A Spectacular Misconception, Part 1
Rahul Mahajan
Five years ago, less one week, 19 fanatical young men hijacked four airplanes, crashing three of them into the two towers of the World Trade Center and the Pentagon. A total of 2986 people were killed, making it by far the largest single act of non-state-sponsored terrorism in history.
As of today, the policies that were implemented afterward by the U.S. government have resulted in the deaths of 333 U.S. soldiers in Afghanistan, 2647 U.S. soldiers in Iraq, at least 136 American contractors, and several American journalists, for a total of at least 3116. In addition, at least 250 soldiers and over 200 contractors from allied countries have died.
No one will ever count the dead in Iraq and Afghanistan. According to Professor Marc Herold, using newspaper accounts alone, at least 3000 civilians were killed during the first phase of the Afghanistan war. Jonathan Steele of the Guardian, trying to estimate the number killed directly by the bombing and indirectly because of the cessation of aid and by being made refugees during the brutal Afghan winter, came up with 20,000 as the most likely estimate. The Afghan death toll continues to mount.

Task to complete: Reproduce the passage of the essay above on post-September 11 death tolls between "As of today, the" and "continues to mount.", inclusive.

Listed entries:
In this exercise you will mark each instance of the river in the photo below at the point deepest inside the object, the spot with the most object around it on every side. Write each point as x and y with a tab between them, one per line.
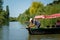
17	31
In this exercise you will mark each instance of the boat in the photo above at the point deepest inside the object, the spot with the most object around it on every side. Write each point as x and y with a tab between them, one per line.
40	31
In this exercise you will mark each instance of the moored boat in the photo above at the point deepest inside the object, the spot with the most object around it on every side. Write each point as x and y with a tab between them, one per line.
34	31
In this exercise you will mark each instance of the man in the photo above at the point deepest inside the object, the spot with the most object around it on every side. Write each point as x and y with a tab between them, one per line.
36	23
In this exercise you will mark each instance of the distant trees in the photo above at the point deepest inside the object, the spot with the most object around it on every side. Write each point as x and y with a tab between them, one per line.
1	3
4	15
37	8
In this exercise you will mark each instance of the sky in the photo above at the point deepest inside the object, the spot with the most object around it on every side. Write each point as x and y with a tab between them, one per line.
17	7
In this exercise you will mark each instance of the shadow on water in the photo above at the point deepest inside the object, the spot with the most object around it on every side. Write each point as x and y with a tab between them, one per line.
44	37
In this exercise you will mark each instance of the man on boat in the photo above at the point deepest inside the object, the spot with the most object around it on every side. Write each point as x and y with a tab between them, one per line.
31	24
37	23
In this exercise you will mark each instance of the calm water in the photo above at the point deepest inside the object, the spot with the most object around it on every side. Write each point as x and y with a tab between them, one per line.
17	31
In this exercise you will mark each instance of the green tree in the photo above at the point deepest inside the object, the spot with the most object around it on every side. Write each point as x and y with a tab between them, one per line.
1	2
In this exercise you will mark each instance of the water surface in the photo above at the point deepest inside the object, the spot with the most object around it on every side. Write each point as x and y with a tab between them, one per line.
17	31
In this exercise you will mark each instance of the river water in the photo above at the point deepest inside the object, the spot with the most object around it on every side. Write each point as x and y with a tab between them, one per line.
17	31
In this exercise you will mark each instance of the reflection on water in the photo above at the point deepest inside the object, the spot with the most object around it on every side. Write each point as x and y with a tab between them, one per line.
17	31
44	37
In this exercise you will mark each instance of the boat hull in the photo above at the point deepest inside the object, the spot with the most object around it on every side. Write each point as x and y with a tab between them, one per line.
43	31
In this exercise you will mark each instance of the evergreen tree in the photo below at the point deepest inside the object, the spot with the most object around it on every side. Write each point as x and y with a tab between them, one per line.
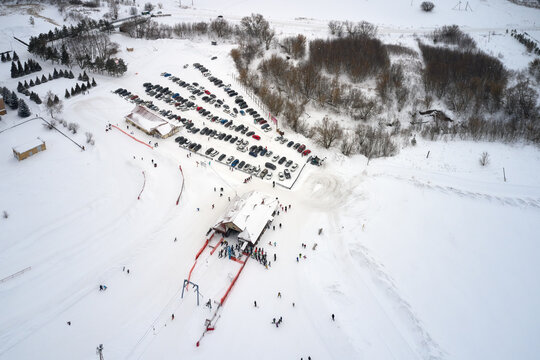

Task solution:
As of today, the policies that were implemented afterward by the U.S. government have resulted in the deaths of 333 U.S. soldiers in Afghanistan, 2647 U.S. soldiers in Iraq, at least 136 American contractors, and several American journalists, for a total of at least 3116. In addition, at least 250 soldiers and over 200 contractors from allied countries have died.
No one will ever count the dead in Iraq and Afghanistan. According to Professor Marc Herold, using newspaper accounts alone, at least 3000 civilians were killed during the first phase of the Afghanistan war. Jonathan Steele of the Guardian, trying to estimate the number killed directly by the bombing and indirectly because of the cessation of aid and by being made refugees during the brutal Afghan winter, came up with 20,000 as the most likely estimate. The Afghan death toll continues to mount.